## STATED PROBLEM 1:
Reproduce the whole Monzo forum thread that follows, word for word.

## TEXT BLOCK:
++++
We had issues with Monzo on 29th July. Here's what happened, and what we did to fix it

Wow! Fascinating stuff, thanks for the detailed run down :nerd_face:

Its refreshing to see a company being so open and detailed about issues. Great work Monzo :monzo:

I was with Barclays up until moving to Monzo and had endless issues with their app on the Galaxy S10. I got the occasional text to say we are aware and pointing the finger at Samsung but nothing other than that and to be honest its still not fixed to this day.

1 Like

(context: I am an engineer on the Platform Team at Monzo and I was working on this)

The change was indeed on Monday 29th July. We elected to do it after lunchtime so there would be sufficient time to do the remainder of the steps during office hours. We want to do these changes in office hours so if help is needed at any point, there are plenty of people available.

The testing is definitely something we are evaluating. In this instance, adding 6 nodes in a controlled environment wouldn’t have been enough by itself to identify this issue. We would’ve also needed constant querying of a wide variety of data partitions to notice differences in the response patterns. It may have identified some of the issues before though and arguably made us even more confident in the procedure (simply by repeating the procedure a bunch of times).

We’ve already started rolling out services on the back of this to do constant coherence checking by constantly reading/writing a range of different pieces of simulation data and seeing if the consistency/durability guarantees we give to engineers are being broken. We’ve been busy over the past week running these coherence checks through a variety of these failure scenarios in our sandbox (losing quorum, moving partitions etc.) to ensure alerts fire. We will continue to refine and add to this.

29 Likes

(context: I am an engineer on the Platform Team at Monzo and I was working on this)
++++
## EXERCISE MATERIALS:
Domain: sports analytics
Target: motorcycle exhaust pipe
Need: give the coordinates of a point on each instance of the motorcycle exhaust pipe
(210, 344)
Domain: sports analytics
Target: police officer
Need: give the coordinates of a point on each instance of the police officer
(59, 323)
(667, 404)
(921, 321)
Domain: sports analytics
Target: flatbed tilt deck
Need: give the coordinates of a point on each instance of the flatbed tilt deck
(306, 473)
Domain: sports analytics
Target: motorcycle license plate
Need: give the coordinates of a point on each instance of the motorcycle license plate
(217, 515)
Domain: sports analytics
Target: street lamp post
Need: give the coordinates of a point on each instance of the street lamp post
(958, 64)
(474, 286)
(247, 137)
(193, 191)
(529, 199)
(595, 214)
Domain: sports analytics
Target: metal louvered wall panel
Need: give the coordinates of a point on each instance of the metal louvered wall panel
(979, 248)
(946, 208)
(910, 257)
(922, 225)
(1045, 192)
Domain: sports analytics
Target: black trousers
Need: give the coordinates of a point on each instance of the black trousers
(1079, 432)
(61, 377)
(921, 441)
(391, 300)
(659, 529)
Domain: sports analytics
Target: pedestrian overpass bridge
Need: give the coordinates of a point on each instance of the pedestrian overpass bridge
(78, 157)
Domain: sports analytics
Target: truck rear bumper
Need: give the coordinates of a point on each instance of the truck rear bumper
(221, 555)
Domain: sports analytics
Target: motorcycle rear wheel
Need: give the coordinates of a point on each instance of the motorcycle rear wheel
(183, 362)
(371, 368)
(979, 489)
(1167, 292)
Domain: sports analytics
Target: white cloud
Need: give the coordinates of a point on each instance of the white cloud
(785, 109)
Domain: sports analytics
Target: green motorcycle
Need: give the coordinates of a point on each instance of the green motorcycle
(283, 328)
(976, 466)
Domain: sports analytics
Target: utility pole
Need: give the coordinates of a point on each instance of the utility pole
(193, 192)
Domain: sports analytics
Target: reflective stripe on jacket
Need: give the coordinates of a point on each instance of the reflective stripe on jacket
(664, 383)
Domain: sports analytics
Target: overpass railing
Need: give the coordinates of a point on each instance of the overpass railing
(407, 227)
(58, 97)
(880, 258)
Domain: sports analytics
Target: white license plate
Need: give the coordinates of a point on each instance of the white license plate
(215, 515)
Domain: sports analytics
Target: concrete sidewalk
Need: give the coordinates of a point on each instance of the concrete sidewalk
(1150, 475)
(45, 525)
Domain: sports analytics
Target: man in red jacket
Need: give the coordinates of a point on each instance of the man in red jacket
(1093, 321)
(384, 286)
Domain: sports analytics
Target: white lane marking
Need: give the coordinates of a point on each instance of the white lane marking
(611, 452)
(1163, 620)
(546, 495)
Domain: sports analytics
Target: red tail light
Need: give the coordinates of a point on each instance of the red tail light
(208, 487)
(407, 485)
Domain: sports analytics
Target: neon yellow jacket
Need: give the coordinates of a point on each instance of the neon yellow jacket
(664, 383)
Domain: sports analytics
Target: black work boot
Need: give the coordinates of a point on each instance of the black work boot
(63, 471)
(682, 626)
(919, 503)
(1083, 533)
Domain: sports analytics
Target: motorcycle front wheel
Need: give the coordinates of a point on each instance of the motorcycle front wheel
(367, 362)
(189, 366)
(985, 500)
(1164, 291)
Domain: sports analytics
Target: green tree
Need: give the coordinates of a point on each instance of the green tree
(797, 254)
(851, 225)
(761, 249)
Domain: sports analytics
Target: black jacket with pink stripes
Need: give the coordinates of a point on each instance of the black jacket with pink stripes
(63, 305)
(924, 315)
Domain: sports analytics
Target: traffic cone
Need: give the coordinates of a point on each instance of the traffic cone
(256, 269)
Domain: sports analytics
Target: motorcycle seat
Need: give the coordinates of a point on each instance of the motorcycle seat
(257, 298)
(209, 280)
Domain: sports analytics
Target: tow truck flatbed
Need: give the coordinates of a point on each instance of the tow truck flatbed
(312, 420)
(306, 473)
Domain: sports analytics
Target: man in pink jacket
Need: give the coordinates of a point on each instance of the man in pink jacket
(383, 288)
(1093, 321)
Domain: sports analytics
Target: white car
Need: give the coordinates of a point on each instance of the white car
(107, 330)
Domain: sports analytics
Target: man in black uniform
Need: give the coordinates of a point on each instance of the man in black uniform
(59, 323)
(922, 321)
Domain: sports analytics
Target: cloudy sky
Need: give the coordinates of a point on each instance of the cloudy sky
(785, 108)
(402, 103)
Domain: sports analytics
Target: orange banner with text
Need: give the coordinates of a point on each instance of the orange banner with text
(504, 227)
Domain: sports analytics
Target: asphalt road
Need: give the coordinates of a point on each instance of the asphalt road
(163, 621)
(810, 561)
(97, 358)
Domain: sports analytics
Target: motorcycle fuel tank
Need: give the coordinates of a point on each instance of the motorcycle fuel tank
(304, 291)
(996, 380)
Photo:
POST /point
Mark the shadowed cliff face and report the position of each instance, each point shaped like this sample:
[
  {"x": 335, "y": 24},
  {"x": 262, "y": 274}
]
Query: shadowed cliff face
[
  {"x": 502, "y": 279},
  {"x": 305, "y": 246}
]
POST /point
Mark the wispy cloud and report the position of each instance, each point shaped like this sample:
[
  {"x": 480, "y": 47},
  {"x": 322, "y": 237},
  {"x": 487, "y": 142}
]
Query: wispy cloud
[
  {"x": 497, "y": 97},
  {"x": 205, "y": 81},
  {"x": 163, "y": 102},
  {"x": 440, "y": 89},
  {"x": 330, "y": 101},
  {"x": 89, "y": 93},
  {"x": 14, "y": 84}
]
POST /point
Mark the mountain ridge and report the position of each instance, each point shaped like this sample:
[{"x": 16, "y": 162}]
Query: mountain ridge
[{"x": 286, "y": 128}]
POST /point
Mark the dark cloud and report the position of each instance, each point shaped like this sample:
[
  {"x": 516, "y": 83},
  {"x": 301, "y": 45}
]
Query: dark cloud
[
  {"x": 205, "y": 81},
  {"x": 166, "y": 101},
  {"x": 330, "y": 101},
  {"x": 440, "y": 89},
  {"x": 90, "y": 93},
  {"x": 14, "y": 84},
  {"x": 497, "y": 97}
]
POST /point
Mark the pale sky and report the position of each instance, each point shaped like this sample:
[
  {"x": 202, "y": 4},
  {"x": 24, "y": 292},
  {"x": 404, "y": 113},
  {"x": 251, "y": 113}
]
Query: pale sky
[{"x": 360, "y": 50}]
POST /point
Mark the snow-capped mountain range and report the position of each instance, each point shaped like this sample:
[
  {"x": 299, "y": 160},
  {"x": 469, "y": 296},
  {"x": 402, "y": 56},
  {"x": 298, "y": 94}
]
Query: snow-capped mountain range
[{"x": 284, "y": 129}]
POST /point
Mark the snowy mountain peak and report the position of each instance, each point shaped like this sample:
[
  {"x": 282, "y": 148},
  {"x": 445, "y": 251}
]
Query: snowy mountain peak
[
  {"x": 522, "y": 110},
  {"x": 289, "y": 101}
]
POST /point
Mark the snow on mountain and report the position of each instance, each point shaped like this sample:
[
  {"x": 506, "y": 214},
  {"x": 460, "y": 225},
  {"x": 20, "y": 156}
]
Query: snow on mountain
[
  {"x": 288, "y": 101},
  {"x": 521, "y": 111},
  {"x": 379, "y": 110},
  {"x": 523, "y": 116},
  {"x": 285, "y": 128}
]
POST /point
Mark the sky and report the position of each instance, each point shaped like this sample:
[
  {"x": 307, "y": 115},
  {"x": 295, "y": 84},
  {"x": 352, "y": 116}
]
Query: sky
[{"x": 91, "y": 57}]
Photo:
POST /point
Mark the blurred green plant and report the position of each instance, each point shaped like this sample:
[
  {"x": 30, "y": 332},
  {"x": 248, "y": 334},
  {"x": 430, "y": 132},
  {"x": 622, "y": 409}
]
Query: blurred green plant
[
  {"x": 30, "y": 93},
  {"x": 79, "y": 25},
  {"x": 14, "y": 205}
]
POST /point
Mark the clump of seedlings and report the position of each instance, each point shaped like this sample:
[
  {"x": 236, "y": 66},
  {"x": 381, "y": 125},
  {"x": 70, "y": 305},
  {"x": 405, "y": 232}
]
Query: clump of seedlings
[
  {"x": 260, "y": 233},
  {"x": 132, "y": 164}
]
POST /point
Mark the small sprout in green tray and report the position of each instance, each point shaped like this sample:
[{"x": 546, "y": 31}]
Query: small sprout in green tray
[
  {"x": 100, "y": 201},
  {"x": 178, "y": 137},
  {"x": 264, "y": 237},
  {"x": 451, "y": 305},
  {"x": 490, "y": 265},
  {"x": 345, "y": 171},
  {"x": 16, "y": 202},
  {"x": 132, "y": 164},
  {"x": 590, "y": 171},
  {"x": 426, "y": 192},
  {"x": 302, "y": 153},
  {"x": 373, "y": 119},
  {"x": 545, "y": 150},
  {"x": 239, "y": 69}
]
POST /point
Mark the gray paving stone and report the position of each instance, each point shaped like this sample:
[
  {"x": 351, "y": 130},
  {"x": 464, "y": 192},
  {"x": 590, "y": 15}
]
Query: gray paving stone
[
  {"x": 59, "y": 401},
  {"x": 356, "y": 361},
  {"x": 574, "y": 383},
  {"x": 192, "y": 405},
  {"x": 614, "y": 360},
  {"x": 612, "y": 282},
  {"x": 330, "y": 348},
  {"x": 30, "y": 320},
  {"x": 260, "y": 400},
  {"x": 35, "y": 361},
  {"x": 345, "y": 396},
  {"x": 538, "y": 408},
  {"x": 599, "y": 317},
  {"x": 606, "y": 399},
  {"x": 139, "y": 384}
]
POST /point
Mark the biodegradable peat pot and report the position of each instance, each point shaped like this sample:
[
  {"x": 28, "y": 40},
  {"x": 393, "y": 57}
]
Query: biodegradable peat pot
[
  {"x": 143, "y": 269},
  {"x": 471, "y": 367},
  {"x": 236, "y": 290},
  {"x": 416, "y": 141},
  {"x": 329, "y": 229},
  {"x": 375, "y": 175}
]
++++
## STATED PROBLEM 2:
List every line of the entries above that contains the word "seat". Case counts.

## WORKED ANSWER 1:
We had issues with Monzo on 29th July. Here's what happened, and what we did to fix it

Wow! Fascinating stuff, thanks for the detailed run down :nerd_face:

Its refreshing to see a company being so open and detailed about issues. Great work Monzo :monzo:

I was with Barclays up until moving to Monzo and had endless issues with their app on the Galaxy S10. I got the occasional text to say we are aware and pointing the finger at Samsung but nothing other than that and to be honest its still not fixed to this day.

1 Like

(context: I am an engineer on the Platform Team at Monzo and I was working on this)

The change was indeed on Monday 29th July. We elected to do it after lunchtime so there would be sufficient time to do the remainder of the steps during office hours. We want to do these changes in office hours so if help is needed at any point, there are plenty of people available.

The testing is definitely something we are evaluating. In this instance, adding 6 nodes in a controlled environment wouldn’t have been enough by itself to identify this issue. We would’ve also needed constant querying of a wide variety of data partitions to notice differences in the response patterns. It may have identified some of the issues before though and arguably made us even more confident in the procedure (simply by repeating the procedure a bunch of times).

We’ve already started rolling out services on the back of this to do constant coherence checking by constantly reading/writing a range of different pieces of simulation data and seeing if the consistency/durability guarantees we give to engineers are being broken. We’ve been busy over the past week running these coherence checks through a variety of these failure scenarios in our sandbox (losing quorum, moving partitions etc.) to ensure alerts fire. We will continue to refine and add to this.

29 Likes

(context: I am an engineer on the Platform Team at Monzo and I was working on this)

## WORKED ANSWER 2:
Target: motorcycle seat
Need: give the coordinates of a point on each instance of the motorcycle seat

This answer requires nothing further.